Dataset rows
* * * * *

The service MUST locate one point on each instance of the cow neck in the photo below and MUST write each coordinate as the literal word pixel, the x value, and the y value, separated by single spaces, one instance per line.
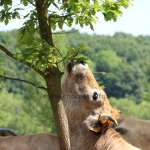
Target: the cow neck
pixel 80 137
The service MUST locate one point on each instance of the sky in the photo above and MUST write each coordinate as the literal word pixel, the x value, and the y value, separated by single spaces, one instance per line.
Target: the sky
pixel 135 21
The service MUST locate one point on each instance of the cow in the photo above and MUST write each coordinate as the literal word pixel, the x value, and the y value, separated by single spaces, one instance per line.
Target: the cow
pixel 134 131
pixel 7 132
pixel 30 142
pixel 84 99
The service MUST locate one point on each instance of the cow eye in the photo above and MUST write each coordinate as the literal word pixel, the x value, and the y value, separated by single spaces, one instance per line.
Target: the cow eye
pixel 83 63
pixel 95 96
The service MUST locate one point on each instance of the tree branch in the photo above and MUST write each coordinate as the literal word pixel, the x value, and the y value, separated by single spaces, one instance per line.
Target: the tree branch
pixel 39 87
pixel 8 53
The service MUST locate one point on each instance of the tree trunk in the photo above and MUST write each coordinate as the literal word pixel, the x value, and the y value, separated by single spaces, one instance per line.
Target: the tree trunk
pixel 53 81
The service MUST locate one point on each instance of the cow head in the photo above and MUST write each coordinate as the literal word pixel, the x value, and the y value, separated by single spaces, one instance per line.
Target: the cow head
pixel 84 100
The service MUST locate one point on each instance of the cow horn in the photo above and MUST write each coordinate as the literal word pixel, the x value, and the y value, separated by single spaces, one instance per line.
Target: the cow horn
pixel 104 118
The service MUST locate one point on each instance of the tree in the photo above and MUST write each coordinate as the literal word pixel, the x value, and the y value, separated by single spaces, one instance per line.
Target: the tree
pixel 36 47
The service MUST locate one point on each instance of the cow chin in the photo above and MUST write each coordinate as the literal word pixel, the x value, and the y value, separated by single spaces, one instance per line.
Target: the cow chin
pixel 93 124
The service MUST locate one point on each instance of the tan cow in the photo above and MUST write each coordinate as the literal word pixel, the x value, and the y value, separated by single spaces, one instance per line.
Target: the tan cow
pixel 84 99
pixel 135 131
pixel 29 142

* * * * *

Work instructions
Recast every line of the data above as a numbered list, skipping blank lines. Leave the pictures out of your answer.

Solution
1. The service MUST locate one point on each instance of the cow neck in the photo below and MUST write each coordinate as the literal word pixel, the x value, and the y value, separated by single spaces, one instance per line.
2. Target: the cow neck
3. pixel 80 137
4. The service MUST locate one point on each instance of the sky in the photo above and MUST write each coordinate as the literal word pixel, the x value, and the y value, separated by single spaces, one instance per line.
5. Target: the sky
6. pixel 135 21
7. The service MUST locate one point on each instance of the cow in the photo above and MUST write each coordinate as the literal word pixel, the x value, and the y value, separated by single spaces, one instance per line.
8. Target: the cow
9. pixel 134 131
10. pixel 7 132
11. pixel 30 142
12. pixel 84 99
13. The service MUST locate one point on each instance of the cow eye in the photo above and MUST write each coordinate as the literal word pixel, the x value, and the y value, separated by single spaces, one instance per line.
14. Target: the cow eye
15. pixel 83 63
16. pixel 95 96
17. The service MUST locate one point on each instance of the tree branch in the photo above and MUST write each coordinate as the literal word pixel, the x value, and the y value, separated by single spaces, one instance per line.
18. Target: the tree branch
19. pixel 39 87
20. pixel 8 53
21. The service MUST locate one point on each instance of the tree trunk in the photo above and MUST write each coordinate as the literal word pixel, the x value, and the y value, separated by single spaces, one instance per line.
22. Target: the tree trunk
23. pixel 53 81
24. The service MUST locate one point on each instance of the cow head in the photo above and MUST write each coordinate as the literal word pixel, the x value, and the y value, separated by single spaces, one instance per line.
25. Target: the cow head
26. pixel 84 100
27. The service MUST locate one point on each instance of the cow horn in the photo above and MUST write each coordinate as the literal word pixel, the x value, and the y value, separated by single spaces, one instance per line.
28. Target: the cow horn
29. pixel 104 118
30. The service MUST locate one point on each instance of the tree in the photo above and MUST write each coordinate as the literal word pixel, the x value, and the y value, separated by single spaces, one instance per line.
31. Target: the tree
32. pixel 36 47
33. The service MUST locate one point on each instance of the cow chin in the photo above and MUST write each coordinate as the literal word pixel, the x value, and the y value, separated by single spaces, one instance per line.
34. Target: the cow chin
35. pixel 93 124
36. The service MUST locate one point on each instance of the tan cow in the photo above and MUST write each coordinate as the literal word pixel, the x value, and the y value, separated by single spaces, one instance per line.
37. Target: the tan cow
38. pixel 84 99
39. pixel 135 131
40. pixel 29 142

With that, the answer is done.